Summary and Contributions: Update: The rebuttal clearly addressed my concern on the restriction of Boltzman Distribution Assumption. However, R2 raised a new question [1]. I think the author needs more careful discussion about the proof of Theorem 1 in their rebutall, i.e. what if \pi(a) is zero for some actions, so that log(\pi(a)) is not defined. I strongly recommend the author reviewed their proof about this issue and add the discussion they had in the rebuttal to the main paper. I'd like to raise my rating to accept after reading the rebuttal. =================================================== Proposing an efficient IRL method that does not require costly inner-loop for estimating value functions, by exploiting an assumption that expert demonstration is following boltzman distribution of an underlying reward/value function. Experiments on simulators demonstrate its effectiveness compared to popular IRL baselines.

Strengths: An interesting solution backed up with math derivations. The authors also discuss for different situations/assumptions such as constrained IRL which I think provides insights to the community.

Weaknesses: I'm interested in the assumption that expert demonstration is generated under a boltzman distribution. Although this covers a broad range of problems, there're many other problem which may violate this assumption. For example, the expert may simply choose the max-reward action rather than sample actions from a distribution. I'm curious for the later case, do the authors think it's doable to adapt their method to this type of problems?

Correctness: Yes.

Clarity: I think in general the math part is a little bit tough to read. I hope the author can potentially make it more lightweight and provide more intuition / transition if possible.

Relation to Prior Work: Clear to me

Reproducibility: Yes

Additional Feedback:

== EXTRACTED DATA ==

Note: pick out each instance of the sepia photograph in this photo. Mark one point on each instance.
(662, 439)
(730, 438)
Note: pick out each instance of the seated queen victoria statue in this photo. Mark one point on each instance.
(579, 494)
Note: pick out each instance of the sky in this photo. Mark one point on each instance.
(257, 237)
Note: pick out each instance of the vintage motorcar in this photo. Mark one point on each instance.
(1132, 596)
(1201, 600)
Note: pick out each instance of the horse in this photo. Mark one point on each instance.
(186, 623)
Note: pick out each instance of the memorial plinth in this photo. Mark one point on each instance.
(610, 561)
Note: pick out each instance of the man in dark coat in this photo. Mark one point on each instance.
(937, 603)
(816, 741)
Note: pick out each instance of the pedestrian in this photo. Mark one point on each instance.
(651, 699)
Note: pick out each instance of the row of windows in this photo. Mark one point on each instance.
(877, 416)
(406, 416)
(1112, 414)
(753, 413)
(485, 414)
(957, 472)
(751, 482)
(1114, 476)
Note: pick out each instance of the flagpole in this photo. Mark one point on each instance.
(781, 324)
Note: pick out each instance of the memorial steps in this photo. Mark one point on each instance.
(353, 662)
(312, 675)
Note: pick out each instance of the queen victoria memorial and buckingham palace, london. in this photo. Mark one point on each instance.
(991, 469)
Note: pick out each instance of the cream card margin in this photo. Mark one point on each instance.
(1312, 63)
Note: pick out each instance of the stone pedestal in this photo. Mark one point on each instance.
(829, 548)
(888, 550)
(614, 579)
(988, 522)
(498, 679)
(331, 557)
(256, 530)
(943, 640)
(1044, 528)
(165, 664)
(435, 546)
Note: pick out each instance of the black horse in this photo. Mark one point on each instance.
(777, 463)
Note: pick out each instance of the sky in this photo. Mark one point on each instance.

== EXERCISE TASK 1 ==
List every section heading in the review, in the order it appears.
== EXERCISE TASK 2 ==
Repeat word for word the part of the review starting with "Weaknesses: I'm interested" and going on through "transition if possible.".
The items come from a different source than the review.

== COMPLETE OUTPUT 1 ==
Summary and Contributions
Strengths
Weaknesses
Correctness
Clarity
Relation to Prior Work
Reproducibility
Additional Feedback

== COMPLETE OUTPUT 2 ==
Weaknesses: I'm interested in the assumption that expert demonstration is generated under a boltzman distribution. Although this covers a broad range of problems, there're many other problem which may violate this assumption. For example, the expert may simply choose the max-reward action rather than sample actions from a distribution. I'm curious for the later case, do the authors think it's doable to adapt their method to this type of problems?

Correctness: Yes.

Clarity: I think in general the math part is a little bit tough to read. I hope the author can potentially make it more lightweight and provide more intuition / transition if possible.